▶ EXERCISE DESCRIPTION
Could you substitute "speedboat" for "motorboat" throughout the material below and write it out again with everything else unchanged, leaving out the pictures?

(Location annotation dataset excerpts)
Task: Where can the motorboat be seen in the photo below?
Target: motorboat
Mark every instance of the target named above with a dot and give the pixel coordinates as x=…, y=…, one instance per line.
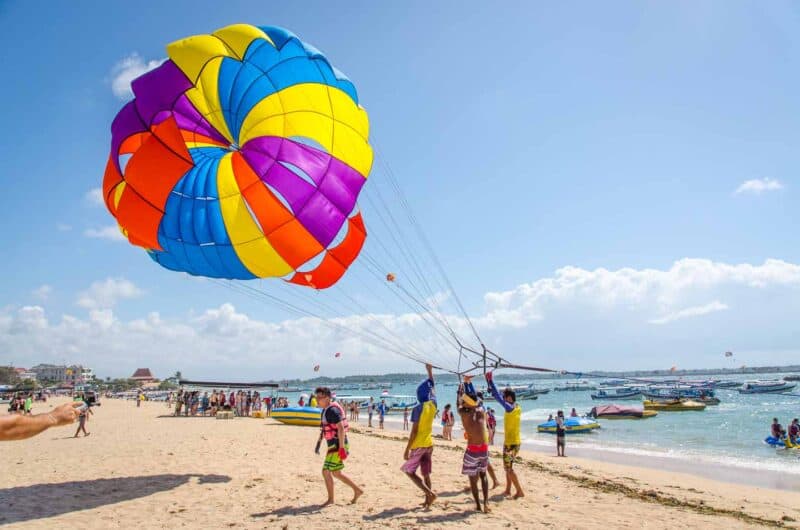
x=615, y=393
x=676, y=405
x=766, y=387
x=572, y=425
x=621, y=412
x=304, y=416
x=575, y=386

▶ WRITTEN REPLY
Task: Where can the speedboat be seen in the photo below?
Target: speedboat
Mark every instance of the target named above with a dot and give the pixel coordinates as x=…, y=…, one instance per line.
x=615, y=393
x=676, y=405
x=766, y=387
x=572, y=425
x=621, y=412
x=304, y=416
x=575, y=386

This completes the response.